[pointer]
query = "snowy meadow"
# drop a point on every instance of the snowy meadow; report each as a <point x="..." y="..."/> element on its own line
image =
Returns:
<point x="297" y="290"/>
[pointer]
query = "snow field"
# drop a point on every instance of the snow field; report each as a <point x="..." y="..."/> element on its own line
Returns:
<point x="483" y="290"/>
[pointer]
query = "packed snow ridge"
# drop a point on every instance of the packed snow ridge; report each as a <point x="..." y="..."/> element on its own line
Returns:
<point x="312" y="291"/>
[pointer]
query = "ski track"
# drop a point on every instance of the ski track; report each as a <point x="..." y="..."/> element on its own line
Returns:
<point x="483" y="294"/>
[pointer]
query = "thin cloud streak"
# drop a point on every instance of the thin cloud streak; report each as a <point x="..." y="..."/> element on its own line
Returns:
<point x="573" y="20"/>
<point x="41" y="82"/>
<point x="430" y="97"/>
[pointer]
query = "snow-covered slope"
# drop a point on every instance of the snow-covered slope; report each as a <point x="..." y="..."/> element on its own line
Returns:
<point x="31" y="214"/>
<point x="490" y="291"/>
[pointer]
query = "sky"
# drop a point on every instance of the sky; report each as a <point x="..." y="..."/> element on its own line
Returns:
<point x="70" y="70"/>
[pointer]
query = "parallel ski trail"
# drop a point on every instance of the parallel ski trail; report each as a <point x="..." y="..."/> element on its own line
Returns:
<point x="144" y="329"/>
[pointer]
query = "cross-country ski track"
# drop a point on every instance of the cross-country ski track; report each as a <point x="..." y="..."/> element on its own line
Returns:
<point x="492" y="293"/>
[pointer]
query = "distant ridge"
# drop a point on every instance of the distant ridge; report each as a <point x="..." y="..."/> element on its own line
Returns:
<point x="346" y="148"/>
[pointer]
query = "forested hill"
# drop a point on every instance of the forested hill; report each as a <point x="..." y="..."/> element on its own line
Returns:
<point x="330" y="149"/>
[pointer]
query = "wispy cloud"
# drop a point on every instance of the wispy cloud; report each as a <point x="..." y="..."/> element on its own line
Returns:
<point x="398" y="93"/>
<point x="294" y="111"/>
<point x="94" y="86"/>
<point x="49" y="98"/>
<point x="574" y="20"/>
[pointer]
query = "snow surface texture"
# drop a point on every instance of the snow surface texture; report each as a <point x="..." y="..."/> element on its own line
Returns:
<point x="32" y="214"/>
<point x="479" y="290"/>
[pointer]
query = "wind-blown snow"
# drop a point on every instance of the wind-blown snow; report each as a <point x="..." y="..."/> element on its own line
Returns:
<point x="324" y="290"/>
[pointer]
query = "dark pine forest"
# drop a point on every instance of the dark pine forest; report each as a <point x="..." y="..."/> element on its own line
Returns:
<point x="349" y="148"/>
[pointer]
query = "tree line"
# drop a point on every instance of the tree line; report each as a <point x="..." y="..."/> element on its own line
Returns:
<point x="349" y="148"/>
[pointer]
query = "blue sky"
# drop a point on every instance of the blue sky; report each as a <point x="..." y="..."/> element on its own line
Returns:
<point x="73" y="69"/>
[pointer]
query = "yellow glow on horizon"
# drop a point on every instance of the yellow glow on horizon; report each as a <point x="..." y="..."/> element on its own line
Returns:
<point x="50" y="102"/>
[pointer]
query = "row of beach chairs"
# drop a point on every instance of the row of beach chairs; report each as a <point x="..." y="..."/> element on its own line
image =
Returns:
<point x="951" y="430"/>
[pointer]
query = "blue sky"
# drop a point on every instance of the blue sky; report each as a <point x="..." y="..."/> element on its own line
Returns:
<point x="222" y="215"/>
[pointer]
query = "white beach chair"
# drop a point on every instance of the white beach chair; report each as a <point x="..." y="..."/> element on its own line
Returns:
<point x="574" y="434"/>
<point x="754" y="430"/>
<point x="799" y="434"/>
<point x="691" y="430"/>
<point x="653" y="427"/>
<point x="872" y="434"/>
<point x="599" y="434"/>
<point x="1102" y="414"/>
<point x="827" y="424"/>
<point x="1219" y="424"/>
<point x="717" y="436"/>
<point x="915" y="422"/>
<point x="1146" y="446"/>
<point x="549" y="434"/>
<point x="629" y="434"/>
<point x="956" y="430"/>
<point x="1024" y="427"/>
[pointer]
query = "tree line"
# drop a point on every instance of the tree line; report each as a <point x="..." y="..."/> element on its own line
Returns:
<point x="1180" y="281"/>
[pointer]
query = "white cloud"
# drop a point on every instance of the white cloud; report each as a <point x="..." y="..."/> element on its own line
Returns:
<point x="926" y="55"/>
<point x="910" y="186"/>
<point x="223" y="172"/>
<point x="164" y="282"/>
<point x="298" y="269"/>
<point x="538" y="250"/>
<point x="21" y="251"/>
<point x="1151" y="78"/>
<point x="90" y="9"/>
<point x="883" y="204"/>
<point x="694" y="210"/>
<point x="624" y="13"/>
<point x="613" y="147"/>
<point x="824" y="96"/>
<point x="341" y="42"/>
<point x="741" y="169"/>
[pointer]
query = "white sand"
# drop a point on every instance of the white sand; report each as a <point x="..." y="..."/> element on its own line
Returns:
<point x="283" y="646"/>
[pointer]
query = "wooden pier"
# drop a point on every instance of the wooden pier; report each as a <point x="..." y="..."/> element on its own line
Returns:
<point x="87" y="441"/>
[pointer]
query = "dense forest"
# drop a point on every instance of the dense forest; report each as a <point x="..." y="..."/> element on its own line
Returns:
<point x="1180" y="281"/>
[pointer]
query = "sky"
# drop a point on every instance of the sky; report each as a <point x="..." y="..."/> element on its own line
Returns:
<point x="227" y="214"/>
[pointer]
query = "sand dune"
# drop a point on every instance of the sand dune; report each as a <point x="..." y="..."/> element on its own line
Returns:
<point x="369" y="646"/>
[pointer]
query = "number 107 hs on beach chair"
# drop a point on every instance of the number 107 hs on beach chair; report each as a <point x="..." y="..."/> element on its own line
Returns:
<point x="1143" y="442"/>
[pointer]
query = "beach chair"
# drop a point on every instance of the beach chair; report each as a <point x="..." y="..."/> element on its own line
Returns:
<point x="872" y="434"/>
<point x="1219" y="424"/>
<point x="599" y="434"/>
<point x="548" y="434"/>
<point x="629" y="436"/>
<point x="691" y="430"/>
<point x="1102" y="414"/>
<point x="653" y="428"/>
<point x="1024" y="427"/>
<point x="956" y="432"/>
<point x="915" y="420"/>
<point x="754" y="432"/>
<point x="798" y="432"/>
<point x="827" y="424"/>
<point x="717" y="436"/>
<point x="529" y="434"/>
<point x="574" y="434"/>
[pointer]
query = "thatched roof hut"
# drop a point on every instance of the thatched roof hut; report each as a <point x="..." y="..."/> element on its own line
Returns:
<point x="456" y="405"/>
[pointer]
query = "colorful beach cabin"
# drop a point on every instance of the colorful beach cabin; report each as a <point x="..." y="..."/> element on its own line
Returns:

_PROBLEM_
Take the entries and copy them out exactly.

_SOLUTION FOR THIS PROBLEM_
[pointer]
query = "snowy meadow"
# drop a point on every instance of the snowy meadow; report each as a <point x="..." y="..."/> element on its own line
image =
Returns:
<point x="297" y="290"/>
[pointer]
query = "snow field"
# drop a point on every instance of the snow field; report each as a <point x="..." y="..."/> element on its own line
Returns:
<point x="483" y="290"/>
[pointer]
query = "packed snow ridge"
# drop a point on every instance of the packed snow ridge; report each as a <point x="..." y="..."/> element on its own line
Returns:
<point x="312" y="291"/>
[pointer]
query = "ski track"
# drop a point on every instance of the ski track; report each as a <point x="..." y="..."/> element on its own line
Returns:
<point x="483" y="294"/>
[pointer]
query = "thin cloud streak"
# drop a point on every instance of the thin cloud streak; report each as a <point x="..." y="..."/> element on its own line
Returns:
<point x="573" y="20"/>
<point x="41" y="82"/>
<point x="430" y="97"/>
[pointer]
query = "snow-covered slope"
# drop a point on every instance of the snow-covered slope; report each as a <point x="..." y="..."/> element on its own line
Returns:
<point x="31" y="214"/>
<point x="490" y="291"/>
[pointer]
query = "sky"
# drop a point on every instance of the sky; report each as a <point x="..." y="..."/> element on its own line
Returns:
<point x="70" y="70"/>
[pointer]
query = "parallel ski trail"
# drop a point on every instance of the parallel ski trail; report each as a <point x="..." y="..."/> element on its own line
Returns:
<point x="144" y="329"/>
[pointer]
query = "cross-country ski track"
# drop a point on every instance of the cross-country ski track; report each as a <point x="..." y="..."/> element on its own line
Returns:
<point x="492" y="293"/>
[pointer]
query = "distant ridge"
# drop a point on every instance of the distant ridge; report each as a <point x="..." y="..."/> element on its own line
Returns:
<point x="346" y="148"/>
[pointer]
query = "forested hill"
# drop a point on every instance of the forested hill; report each as a <point x="..." y="..."/> element on its own line
Returns:
<point x="330" y="149"/>
[pointer]
query = "wispy cloud"
# drop a point on every instance of the wispy cloud; report each as a <point x="..." y="..."/> element on its own line
Returns:
<point x="398" y="93"/>
<point x="294" y="111"/>
<point x="94" y="86"/>
<point x="49" y="98"/>
<point x="574" y="20"/>
[pointer]
query = "snow surface texture"
# drop a point on every instance of the snow surface texture; report each as a <point x="..." y="..."/> element on its own line
Returns:
<point x="32" y="214"/>
<point x="479" y="290"/>
[pointer]
query = "wind-blown snow"
# drop a point on every instance of the wind-blown snow; report each as a <point x="..." y="..."/> element on its own line
Returns:
<point x="324" y="290"/>
[pointer]
query = "dark pine forest"
# drop a point on every instance of the dark pine forest; report each as a <point x="..." y="..."/> element on its own line
Returns:
<point x="349" y="148"/>
[pointer]
query = "tree line"
# drop a point on every instance of the tree line; report each as a <point x="..." y="..."/> element on its own line
Returns:
<point x="349" y="148"/>
[pointer]
query = "blue sky"
# drop a point on every instance of the blue sky; report each as a <point x="..." y="..."/> element on its own line
Returns:
<point x="73" y="69"/>
[pointer]
query = "yellow glow on horizon"
# drop a point on every instance of the yellow glow on horizon; report each as a <point x="..." y="..."/> element on its own line
Returns:
<point x="50" y="102"/>
[pointer]
query = "row of beach chairs"
# drop a point on every instance of the row of beach chairs; report each as a <point x="..." y="..."/> element on its own line
image =
Returns:
<point x="951" y="430"/>
[pointer]
query = "blue sky"
# drop a point on every instance of the blue sky; report each as a <point x="..." y="..."/> element on its own line
Returns:
<point x="222" y="215"/>
[pointer]
query = "white beach chair"
# drop a point on every instance of the white beach chair; report each as a <point x="..." y="..."/> element on its own line
Returns:
<point x="574" y="434"/>
<point x="754" y="430"/>
<point x="799" y="434"/>
<point x="691" y="430"/>
<point x="653" y="427"/>
<point x="872" y="434"/>
<point x="599" y="434"/>
<point x="1102" y="414"/>
<point x="827" y="424"/>
<point x="1219" y="424"/>
<point x="717" y="436"/>
<point x="915" y="422"/>
<point x="1146" y="446"/>
<point x="549" y="434"/>
<point x="629" y="434"/>
<point x="956" y="430"/>
<point x="1024" y="427"/>
[pointer]
query = "tree line"
# drop a point on every instance of the tree line; report each as a <point x="..." y="..."/> element on its own line
Returns:
<point x="1180" y="281"/>
[pointer]
query = "white cloud"
# drop a point on every instance of the white cloud; report each as a <point x="..." y="..."/> element on its own line
Returns:
<point x="926" y="55"/>
<point x="910" y="186"/>
<point x="223" y="172"/>
<point x="164" y="282"/>
<point x="298" y="269"/>
<point x="538" y="250"/>
<point x="21" y="251"/>
<point x="1151" y="78"/>
<point x="90" y="9"/>
<point x="883" y="204"/>
<point x="694" y="210"/>
<point x="624" y="13"/>
<point x="613" y="147"/>
<point x="824" y="96"/>
<point x="341" y="42"/>
<point x="741" y="169"/>
[pointer]
query = "white sand"
# drop a point on every instance of the white sand; report each as a <point x="..." y="..."/> element on its own line
Returns:
<point x="283" y="646"/>
[pointer]
query = "wooden pier"
# drop a point on every instance of the wooden pier; report each as a <point x="..." y="..."/> element on its own line
Returns:
<point x="87" y="441"/>
[pointer]
query = "dense forest"
# drop a point on every instance of the dense forest; report each as a <point x="..." y="..."/> element on its own line
Returns:
<point x="1180" y="281"/>
[pointer]
query = "sky"
# drop a point on every instance of the sky; report each as a <point x="..." y="..."/> element on its own line
Returns:
<point x="227" y="214"/>
[pointer]
query = "sand dune"
# drop a point on every instance of the sand dune; report each as a <point x="..." y="..."/> element on its own line
Returns:
<point x="369" y="646"/>
[pointer]
query = "number 107 hs on beach chair"
# drop a point on every instance of the number 107 hs on beach chair; report each as a <point x="..." y="..."/> element on its own line
Returns:
<point x="1143" y="442"/>
[pointer]
query = "beach chair"
# drop a point on every instance of the beach chair; report each as a <point x="..." y="..."/> element on its own line
Returns:
<point x="872" y="434"/>
<point x="1219" y="424"/>
<point x="599" y="434"/>
<point x="548" y="434"/>
<point x="629" y="436"/>
<point x="691" y="430"/>
<point x="1102" y="414"/>
<point x="653" y="428"/>
<point x="1024" y="427"/>
<point x="956" y="432"/>
<point x="915" y="420"/>
<point x="754" y="432"/>
<point x="798" y="432"/>
<point x="827" y="424"/>
<point x="717" y="436"/>
<point x="529" y="434"/>
<point x="574" y="434"/>
[pointer]
query = "thatched roof hut"
# drop a point on every instance of the thatched roof hut; report each as a <point x="..." y="..."/> element on its own line
Returns:
<point x="456" y="405"/>
[pointer]
query = "colorful beach cabin"
# drop a point on every instance of the colorful beach cabin; report each as a <point x="..." y="..."/> element on its own line
Returns:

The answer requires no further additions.